- Belge alıntısı -
▬▬▬▬▬▬

Mutasyonun ne ara gerçekleştiği meselesine gelince; yine birkaç olası senaryo var. Hayvandan insana geçtikten sonraki evrede insana daha iyi adapte olmak üzere bu eklenmenin doğal seçilim aracılığıyla genomda tutulmuş olması en güçlü olasılıklardan biri. Bu da virüsün insanlar arasında tespit edilme tarihinden çok daha önce dolaşıma girmiş ve nispeten hafif tablolarla seyredip yayılmış olabileceği anlamına geliyor. Yani belki de yeni koronavirüs ne Wuhan’dan çıktı ne de hayvan pazarındaki yarasalardan… Sonuçta Edward Holmes ve meslektaşlarının ulaştığı sonuçlar, koronavirüslerin tür bariyerini rahatlıkla aştığını, yeni konaklara adapte olabildiğini ve en önemlisi de bunun tekrar yaşanabileceğini gösteriyor. Hastalığın yarattığı panik eksik/yanlış bilgilerle birleşince ırkçılığa varan acele yaftalamalar medyada ve siyasette boy göstermeye başladı bile. Benzer şekilde, virüsün laboratuvarda üretilmiş olabileceği senaryoları da dolaşıma girmekte gecikmedi. Araştırmacılar yapay yolla üretilmiş dizilerin tespit edilebileceği görüşünde; bu yüzden -ayrı bir yazının konusu olmayı hak eden- bu olasılık üzerinde durulmuyor bile. Sonuçta daha fazla hayvan türü taranıp tüm olasılıklar ortaya dökülene kadar cevaplar netleşmeyecek, ancak bilimle uğraşanların da uğraşmayanların da üzerinde uzlaştığı bir konu var: Bu patojenlerle karşılaşma ihtimalini en aza indirmek gerekiyor, yani evet, ister yarasa, ister pangolin, denetimsiz tüketim sınıfına girecek başka herhangi bir şeyi yememek, vahşi hayvanların yakasından düşmek gerekiyor.

▬▬▬▬▬▬

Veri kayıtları
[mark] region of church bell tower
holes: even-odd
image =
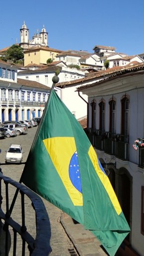
[[[28,48],[29,41],[29,29],[24,23],[20,29],[20,45],[23,48]]]

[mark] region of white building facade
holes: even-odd
[[[119,255],[144,256],[144,146],[135,150],[133,145],[144,142],[144,65],[102,78],[79,83],[78,91],[88,96],[86,132],[131,230]]]
[[[17,78],[15,67],[0,60],[0,123],[41,117],[50,88]]]

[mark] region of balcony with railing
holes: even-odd
[[[96,149],[122,160],[129,160],[129,136],[91,128],[87,129],[85,132]]]
[[[144,143],[144,138],[139,138],[140,141],[142,143]],[[144,168],[144,146],[139,146],[139,166],[140,167]]]
[[[6,98],[1,99],[1,105],[19,106],[26,106],[28,107],[45,107],[46,102],[39,101],[21,101],[20,100],[8,99]]]
[[[49,255],[50,226],[41,199],[1,171],[0,191],[0,255]]]

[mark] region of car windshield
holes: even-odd
[[[14,147],[10,147],[8,150],[8,153],[21,153],[20,148],[15,148]]]

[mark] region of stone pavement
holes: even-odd
[[[0,162],[3,175],[14,180],[19,181],[26,161],[29,150],[32,144],[36,128],[28,129],[27,134],[17,136],[14,138],[6,138],[0,141]],[[5,164],[5,150],[7,150],[10,143],[21,143],[24,151],[23,163],[19,165]],[[10,188],[9,188],[10,189]],[[10,191],[10,200],[13,198],[14,192],[12,189]],[[72,219],[63,213],[61,210],[42,198],[47,209],[50,220],[50,246],[52,252],[50,256],[104,256],[107,255],[100,247],[99,241],[89,231],[84,230],[82,225],[74,223]],[[19,212],[18,201],[17,199],[16,209],[13,209],[13,216],[16,221],[20,222],[21,214]],[[2,204],[3,204],[2,203]],[[29,232],[35,235],[35,215],[31,212],[30,202],[25,202],[25,214],[27,218],[26,226]],[[10,231],[12,234],[12,231]],[[17,256],[21,255],[19,248],[17,249]],[[12,253],[10,250],[9,256]],[[41,256],[42,256],[42,255]]]
[[[61,222],[80,256],[106,256],[107,255],[101,247],[96,237],[82,225],[63,213]]]

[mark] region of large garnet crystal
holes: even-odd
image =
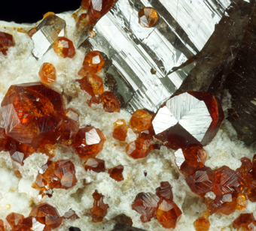
[[[65,115],[59,93],[41,82],[14,85],[1,107],[8,136],[34,148],[56,142]]]
[[[172,96],[153,116],[155,137],[173,149],[212,141],[224,119],[218,98],[207,92]]]

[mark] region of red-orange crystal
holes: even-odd
[[[205,166],[186,177],[186,182],[191,191],[201,196],[212,190],[213,181],[214,171]]]
[[[130,125],[138,131],[148,130],[151,126],[151,116],[144,110],[137,110],[132,115]]]
[[[86,54],[83,67],[90,74],[96,74],[101,70],[104,66],[105,61],[98,51],[90,51]]]
[[[15,212],[11,212],[6,217],[6,220],[9,223],[11,227],[18,224],[22,224],[23,219],[24,216],[23,214]]]
[[[139,159],[146,158],[152,148],[153,146],[150,140],[138,138],[129,143],[125,150],[132,158]]]
[[[143,27],[152,27],[158,20],[157,12],[152,8],[144,8],[138,14],[139,22]]]
[[[56,208],[47,203],[33,207],[29,216],[35,218],[36,220],[51,229],[59,227],[62,222],[62,218],[59,216]]]
[[[83,0],[81,7],[88,10],[89,23],[94,25],[114,6],[114,0]]]
[[[52,64],[48,62],[44,62],[41,66],[38,74],[41,82],[44,83],[51,83],[56,80],[56,69]]]
[[[59,38],[54,42],[53,48],[59,56],[63,58],[73,58],[75,55],[73,42],[65,37]]]
[[[0,52],[7,56],[7,51],[8,47],[14,46],[15,45],[14,38],[11,34],[0,32]]]
[[[210,228],[210,222],[204,217],[198,218],[193,224],[197,231],[208,231]]]
[[[95,158],[102,150],[105,138],[102,132],[92,126],[79,129],[72,146],[81,159]]]
[[[156,189],[156,194],[161,199],[171,201],[173,200],[172,186],[168,182],[160,183],[160,187]]]
[[[226,166],[215,171],[212,191],[216,196],[223,196],[233,191],[242,192],[243,183],[235,171]]]
[[[121,182],[123,180],[123,166],[121,164],[108,170],[110,177],[117,182]]]
[[[170,200],[162,200],[157,210],[157,219],[166,229],[175,229],[181,217],[182,212]]]
[[[41,82],[11,86],[1,107],[8,136],[35,148],[56,143],[65,115],[59,93]]]
[[[159,201],[160,199],[157,195],[140,193],[134,200],[132,208],[141,214],[141,220],[145,223],[155,218]]]
[[[237,230],[255,230],[256,220],[252,213],[240,214],[233,222],[233,227]]]
[[[108,204],[104,203],[104,196],[99,194],[97,190],[95,190],[93,197],[94,199],[93,207],[90,209],[92,214],[93,222],[101,222],[106,215],[109,206]]]
[[[83,166],[86,171],[93,170],[96,172],[104,172],[105,161],[98,158],[89,158],[84,164]]]
[[[81,89],[90,95],[101,94],[104,92],[103,80],[96,74],[86,73],[81,80],[77,80]]]
[[[174,155],[179,170],[185,176],[194,174],[202,168],[206,160],[206,152],[199,146],[192,146],[178,149]]]

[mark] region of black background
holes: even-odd
[[[33,23],[43,18],[45,13],[55,14],[75,10],[81,0],[0,0],[0,20],[17,23]]]

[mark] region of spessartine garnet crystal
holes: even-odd
[[[224,119],[218,98],[207,92],[187,92],[172,96],[154,115],[154,136],[178,149],[206,146],[217,134]]]

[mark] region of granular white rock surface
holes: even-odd
[[[75,22],[68,12],[58,15],[67,23],[67,38],[75,41]],[[0,21],[0,32],[11,34],[16,46],[11,47],[8,56],[0,52],[0,102],[2,100],[10,86],[23,82],[38,82],[38,70],[44,62],[52,63],[56,69],[56,80],[52,87],[65,95],[72,97],[67,104],[67,108],[72,108],[80,114],[81,127],[91,124],[100,129],[107,141],[103,150],[97,158],[105,161],[106,169],[118,164],[124,166],[124,180],[117,182],[111,178],[107,172],[96,173],[86,172],[81,160],[71,148],[56,146],[56,154],[53,160],[59,159],[71,160],[76,170],[78,183],[69,190],[54,189],[53,196],[38,198],[38,190],[31,187],[35,182],[41,166],[47,161],[47,157],[41,153],[35,153],[25,160],[24,166],[14,162],[8,152],[0,153],[0,218],[10,230],[10,226],[5,220],[10,212],[17,212],[28,216],[35,204],[47,202],[57,208],[60,215],[72,208],[81,218],[75,221],[64,220],[56,231],[67,231],[71,226],[80,227],[83,231],[111,230],[114,222],[111,220],[118,214],[124,214],[130,217],[133,226],[145,230],[166,230],[157,220],[142,224],[140,214],[132,210],[131,205],[136,196],[140,192],[155,194],[155,189],[160,183],[168,181],[172,186],[174,202],[181,209],[183,214],[175,230],[179,231],[194,230],[193,222],[203,215],[206,206],[203,199],[192,193],[187,185],[184,176],[178,172],[174,163],[172,152],[165,147],[150,153],[148,158],[134,160],[125,153],[125,146],[120,146],[111,136],[113,123],[118,118],[123,118],[129,123],[130,115],[125,110],[120,113],[108,113],[102,105],[89,107],[87,101],[90,98],[75,82],[80,76],[77,74],[82,66],[85,56],[84,48],[76,49],[73,58],[63,58],[55,54],[53,49],[40,60],[36,60],[31,54],[33,44],[30,38],[14,29],[17,27],[29,27],[32,25],[17,25],[14,22]],[[104,73],[101,74],[104,76]],[[105,90],[108,88],[105,87]],[[223,100],[224,109],[230,104],[227,97]],[[1,111],[0,111],[1,115]],[[3,127],[0,117],[0,127]],[[248,148],[239,141],[232,125],[224,121],[220,130],[212,142],[205,147],[208,157],[206,165],[212,169],[223,165],[236,170],[241,164],[239,159],[248,157],[251,159],[255,150]],[[14,171],[19,170],[23,176],[18,178]],[[144,172],[147,172],[145,176]],[[93,207],[92,194],[95,190],[105,195],[104,202],[109,205],[108,214],[103,222],[93,223],[90,208]],[[209,195],[210,196],[210,195]],[[242,212],[236,211],[229,216],[216,213],[209,218],[210,230],[230,231],[232,221],[241,213],[255,212],[256,203],[248,202]],[[256,213],[255,213],[256,215]]]

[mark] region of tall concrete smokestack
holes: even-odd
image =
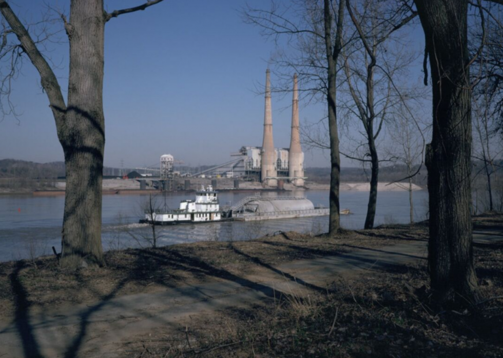
[[[273,141],[273,113],[270,106],[270,75],[269,69],[265,72],[265,113],[264,115],[264,141],[262,144],[261,180],[267,185],[276,186],[276,179],[266,178],[278,176],[276,169],[276,155]]]
[[[300,132],[299,129],[299,90],[297,74],[294,75],[294,98],[292,103],[292,134],[290,150],[288,155],[288,176],[294,185],[304,185],[304,154],[300,147]]]

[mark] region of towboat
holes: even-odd
[[[202,186],[196,192],[195,200],[182,200],[178,209],[160,209],[145,212],[141,223],[172,225],[182,223],[211,222],[222,220],[222,212],[217,197],[218,193],[211,185]]]

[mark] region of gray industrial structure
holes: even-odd
[[[289,148],[275,148],[273,138],[270,79],[265,77],[265,110],[262,146],[243,146],[231,156],[236,159],[219,167],[227,176],[256,178],[265,184],[275,186],[279,179],[288,180],[297,186],[304,185],[304,153],[300,145],[299,124],[299,92],[297,74],[294,76],[292,105],[292,133]]]
[[[279,179],[289,180],[298,186],[304,185],[304,153],[300,145],[299,124],[299,91],[297,74],[294,75],[292,103],[292,132],[289,148],[275,148],[273,137],[273,114],[271,106],[270,75],[265,75],[265,106],[264,136],[262,146],[243,146],[231,153],[233,159],[219,165],[192,174],[192,176],[222,176],[244,177],[260,180],[269,186],[276,186]],[[161,178],[172,171],[173,158],[165,155],[161,159]],[[169,168],[170,170],[168,170]]]

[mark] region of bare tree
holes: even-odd
[[[468,0],[415,0],[424,31],[433,90],[433,134],[427,149],[428,265],[440,303],[480,298],[473,266],[470,173],[472,85]]]
[[[41,77],[56,123],[66,167],[66,191],[62,238],[62,265],[103,263],[101,243],[102,180],[105,146],[103,87],[105,24],[123,14],[144,10],[162,0],[133,8],[105,11],[103,0],[72,0],[70,17],[61,19],[70,43],[66,103],[51,67],[6,0],[0,12],[8,25],[3,43],[14,35],[13,58],[27,56]],[[18,64],[18,62],[13,62]],[[12,71],[17,69],[13,67]],[[12,76],[11,77],[12,78]]]
[[[340,157],[336,103],[337,66],[343,46],[345,5],[343,1],[336,0],[306,0],[292,4],[286,9],[280,9],[272,2],[269,10],[248,7],[244,18],[246,22],[260,27],[263,35],[273,37],[277,41],[280,36],[286,37],[291,52],[274,59],[275,65],[299,74],[301,91],[311,94],[311,99],[321,98],[326,104],[331,167],[328,234],[333,235],[340,227]]]
[[[421,129],[418,128],[414,121],[411,120],[408,112],[402,110],[394,118],[393,125],[390,129],[390,137],[393,141],[393,146],[389,156],[395,162],[403,164],[407,167],[407,177],[408,186],[402,183],[397,183],[401,187],[409,192],[409,202],[410,207],[410,222],[414,223],[414,198],[412,196],[413,186],[412,180],[417,171],[417,165],[422,162],[424,154],[424,140]]]
[[[487,85],[487,82],[486,82]],[[477,176],[483,172],[486,176],[486,188],[489,199],[489,205],[485,209],[490,211],[494,210],[494,203],[493,198],[492,176],[496,172],[498,166],[495,162],[494,158],[501,153],[502,149],[499,139],[494,132],[492,131],[492,116],[489,113],[490,103],[489,102],[489,92],[478,96],[473,101],[473,129],[474,145],[472,156],[474,159],[482,162],[482,168],[477,171],[474,175],[473,180],[476,180]],[[499,148],[498,148],[498,146]]]
[[[346,85],[354,104],[346,108],[349,115],[357,118],[362,125],[361,133],[364,141],[357,145],[363,151],[362,155],[343,155],[370,165],[370,191],[364,225],[365,229],[370,229],[374,227],[377,202],[380,160],[376,141],[384,123],[394,115],[395,108],[405,105],[407,96],[398,92],[393,81],[412,60],[410,56],[405,58],[401,50],[394,50],[389,43],[393,42],[394,33],[409,23],[417,14],[408,6],[397,9],[390,2],[366,0],[354,8],[349,0],[346,2],[358,34],[353,46],[344,52]]]

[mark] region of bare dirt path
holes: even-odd
[[[503,233],[479,229],[474,238],[482,244],[500,242]],[[0,357],[121,356],[125,342],[161,327],[178,328],[181,320],[192,315],[249,307],[282,295],[323,291],[338,278],[424,260],[427,244],[418,239],[378,248],[354,246],[349,252],[278,265],[246,258],[246,253],[235,248],[263,270],[227,272],[221,282],[149,293],[115,297],[112,292],[94,303],[38,313],[17,309],[12,319],[0,322]],[[18,289],[18,305],[22,305],[22,287]]]

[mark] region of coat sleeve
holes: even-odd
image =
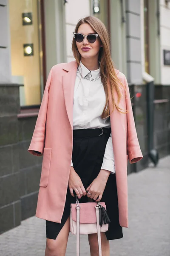
[[[137,135],[132,111],[129,86],[125,76],[125,85],[126,89],[126,109],[127,115],[127,153],[130,163],[136,163],[143,158]]]
[[[52,76],[51,70],[46,83],[41,106],[35,124],[33,135],[28,151],[32,154],[41,156],[43,155],[45,138],[45,124],[48,101],[48,91]],[[40,152],[39,153],[38,151]]]

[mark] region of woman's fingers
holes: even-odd
[[[99,195],[99,198],[96,200],[96,202],[99,202],[99,201],[100,201],[100,200],[102,199],[102,194],[100,194]]]
[[[76,195],[78,196],[78,198],[79,199],[81,198],[81,197],[83,195],[83,194],[82,192],[82,190],[80,188],[74,188],[74,190],[76,193]]]
[[[96,193],[96,195],[94,195],[94,197],[93,198],[94,200],[96,200],[96,199],[97,199],[98,197],[99,196],[99,195],[100,195],[100,193]]]
[[[87,194],[86,191],[85,191],[85,187],[82,184],[82,186],[80,186],[80,189],[81,189],[82,191],[83,194],[83,195],[85,195]]]
[[[74,197],[74,194],[73,193],[73,189],[72,189],[71,188],[69,188],[69,189],[70,189],[70,194],[72,196]]]

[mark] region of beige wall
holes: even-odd
[[[23,76],[25,105],[40,103],[37,0],[9,0],[12,76]],[[32,12],[33,24],[23,26],[22,14]],[[34,44],[34,56],[24,56],[23,44]]]
[[[90,0],[71,0],[65,5],[65,30],[67,61],[74,59],[71,50],[73,32],[79,19],[90,15]]]

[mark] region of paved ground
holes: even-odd
[[[129,228],[124,238],[110,241],[110,256],[170,256],[170,156],[158,167],[128,176]],[[35,217],[0,236],[0,256],[44,256],[45,222]],[[87,235],[80,255],[90,256]],[[76,255],[76,236],[70,235],[67,256]]]

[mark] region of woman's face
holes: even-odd
[[[77,33],[80,33],[84,35],[88,35],[89,34],[95,33],[95,32],[90,25],[85,23],[80,25]],[[85,37],[81,43],[76,42],[76,45],[80,55],[83,58],[91,58],[98,55],[100,47],[102,46],[99,36],[97,37],[95,42],[93,44],[89,43]],[[89,48],[89,49],[83,50],[83,47],[87,47]]]

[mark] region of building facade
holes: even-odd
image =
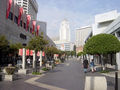
[[[95,15],[93,35],[102,33],[118,16],[119,13],[116,10]]]
[[[57,49],[62,51],[73,51],[74,44],[71,42],[61,42],[61,41],[54,41],[56,44]]]
[[[38,4],[36,0],[16,0],[20,7],[23,7],[26,14],[30,14],[33,19],[37,19]]]
[[[61,22],[59,35],[60,38],[54,41],[56,47],[62,51],[73,51],[74,44],[70,42],[70,27],[68,20],[64,19]]]
[[[70,42],[70,27],[69,22],[66,19],[61,22],[59,34],[60,41]]]
[[[95,24],[93,24],[93,34],[87,36],[86,41],[100,33],[112,34],[120,40],[120,14],[114,10],[95,16]],[[120,70],[120,53],[108,54],[107,67]],[[94,60],[99,63],[99,56],[94,55]]]
[[[34,20],[31,17],[31,21],[29,23],[29,27],[26,30],[26,17],[27,14],[23,13],[21,16],[20,24],[18,25],[18,18],[19,18],[19,8],[20,6],[17,5],[15,2],[12,2],[11,9],[9,12],[8,19],[6,18],[6,10],[7,10],[7,3],[9,0],[1,0],[0,3],[0,35],[5,35],[6,38],[9,40],[10,43],[21,43],[22,45],[26,46],[31,37],[35,36],[37,31],[37,25],[40,25],[39,35],[41,32],[44,32],[44,37],[49,40],[52,46],[55,46],[54,42],[50,40],[50,38],[46,35],[46,22],[41,22],[36,20],[36,26],[34,29],[34,34],[32,33],[33,24],[32,21]],[[37,18],[37,17],[36,17]]]
[[[83,47],[84,46],[85,39],[90,34],[91,31],[92,31],[91,26],[81,27],[81,28],[76,30],[76,32],[75,32],[76,47],[81,47],[81,46]]]

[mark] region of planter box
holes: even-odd
[[[4,81],[14,81],[16,79],[16,75],[5,75]]]
[[[20,69],[18,70],[19,74],[28,74],[28,70],[27,69]]]

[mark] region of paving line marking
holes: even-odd
[[[41,88],[48,89],[48,90],[67,90],[67,89],[56,87],[56,86],[36,82],[37,79],[39,79],[40,77],[43,77],[43,76],[44,76],[44,74],[40,75],[38,77],[30,78],[30,79],[26,80],[25,82],[29,83],[29,84],[32,84],[34,86],[38,86],[38,87],[41,87]]]

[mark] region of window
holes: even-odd
[[[13,20],[13,13],[12,13],[12,12],[9,13],[8,18],[9,18],[10,20]]]
[[[15,22],[16,24],[18,24],[18,17],[17,17],[17,16],[15,16],[14,22]]]

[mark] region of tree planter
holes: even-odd
[[[14,81],[16,79],[16,75],[5,75],[4,81]]]

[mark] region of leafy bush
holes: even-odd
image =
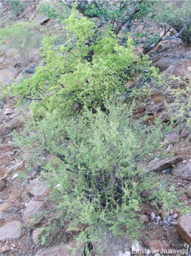
[[[141,86],[156,77],[151,62],[133,53],[131,40],[127,47],[119,45],[110,26],[100,30],[75,9],[65,23],[67,41],[53,45],[51,39],[45,38],[45,66],[29,80],[13,86],[15,93],[33,101],[36,109],[40,106],[46,111],[57,108],[69,114],[84,105],[103,109],[104,101],[110,96],[124,96],[125,84],[135,74],[138,83],[143,81]]]
[[[127,105],[105,106],[105,113],[86,109],[73,118],[48,113],[43,120],[26,124],[23,136],[16,141],[33,153],[34,159],[49,159],[42,165],[52,186],[57,217],[69,223],[71,232],[80,231],[80,245],[98,237],[102,240],[108,232],[138,238],[141,193],[154,189],[157,199],[167,197],[167,192],[158,192],[157,175],[139,164],[148,159],[149,153],[162,149],[165,125],[133,124],[132,109]]]
[[[24,9],[23,2],[19,0],[9,0],[8,3],[10,5],[10,9],[15,15],[15,18],[17,19],[18,16]]]
[[[186,44],[191,42],[190,8],[190,2],[185,1],[177,2],[176,4],[173,3],[161,10],[160,16],[163,21],[181,33],[179,37]]]
[[[58,1],[40,2],[37,6],[36,12],[49,19],[57,19],[59,22],[67,18],[70,13],[69,7]]]
[[[44,34],[37,33],[29,22],[17,22],[0,30],[2,47],[6,45],[15,49],[20,56],[21,64],[26,66],[34,54],[33,51],[39,46]]]

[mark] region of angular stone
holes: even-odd
[[[147,241],[146,244],[151,250],[155,250],[156,253],[162,252],[163,250],[167,250],[169,248],[169,245],[165,240],[152,240]]]
[[[3,191],[6,186],[7,179],[6,178],[1,178],[0,179],[0,192]]]
[[[164,71],[167,69],[170,66],[174,65],[178,60],[174,59],[171,59],[169,57],[161,58],[154,63],[154,66],[158,68],[160,71]]]
[[[37,196],[46,193],[48,189],[48,186],[45,181],[42,181],[37,178],[30,181],[27,189],[31,194]]]
[[[21,236],[21,223],[9,222],[0,228],[0,241],[7,239],[19,238]]]
[[[9,115],[10,114],[12,114],[15,113],[15,110],[11,108],[6,108],[4,111],[4,115],[5,116]]]
[[[12,166],[8,168],[6,170],[6,174],[9,174],[17,170],[18,169],[21,168],[23,161],[19,162],[16,164],[12,165]]]
[[[40,228],[36,228],[33,231],[32,235],[32,239],[34,243],[37,243],[38,240],[39,239],[42,234],[42,231]]]
[[[164,103],[162,102],[158,102],[157,103],[153,103],[150,106],[149,111],[151,111],[151,112],[159,112],[162,109],[163,105]]]
[[[178,140],[179,139],[179,135],[175,131],[169,132],[169,133],[167,133],[165,135],[165,142],[169,141],[169,142],[172,142],[173,141],[174,141],[175,140]]]
[[[176,157],[166,157],[163,159],[152,160],[147,166],[151,170],[154,172],[162,170],[171,166],[172,164],[182,161],[180,156]]]
[[[35,256],[66,256],[72,255],[72,249],[76,247],[76,242],[72,241],[69,243],[59,245],[48,248],[43,248],[39,250]],[[76,252],[72,254],[74,256],[82,256],[84,255],[84,247],[81,247],[77,249]]]
[[[182,179],[191,180],[191,163],[187,164],[179,163],[172,168],[172,174]]]
[[[34,20],[34,24],[35,26],[41,25],[47,21],[49,19],[45,16],[43,14],[39,14]]]
[[[168,217],[170,215],[170,213],[167,211],[164,211],[163,210],[160,210],[159,212],[159,215],[161,216],[163,221],[167,220]]]
[[[1,154],[13,151],[14,149],[15,149],[15,148],[9,145],[7,145],[7,144],[0,144]]]
[[[188,196],[188,197],[191,197],[191,185],[187,187],[186,190],[186,193]]]
[[[17,73],[17,70],[12,67],[8,67],[0,70],[0,84],[10,84]]]
[[[38,217],[45,210],[43,202],[31,200],[23,212],[23,222],[27,224],[37,224],[39,221]]]
[[[184,241],[191,246],[191,214],[187,213],[180,217],[177,229]]]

▬▬▬▬▬▬

- Alıştırma yönergesi -
Koronavirüsün kökenini ele alan metni iki cümleyle nasıl özetlersiniz?

- Problemin çözümü -
Virüsteki eklenme, hayvandan insana geçişin ardından insana daha iyi uyum sağlamak üzere doğal seçilimle genomda tutulmuş olabilir; bu da virüsün tespit edilmesinden çok önce dolaşıma girip nispeten hafif tablolarla yayılmış olabileceği anlamına gelir. Daha fazla hayvan türü taranana kadar cevaplar netleşmeyecek olsa da bu patojenlerle karşılaşma ihtimalini en aza indirmek ve vahşi hayvanları yememek gerektiği konusunda uzlaşı vardır.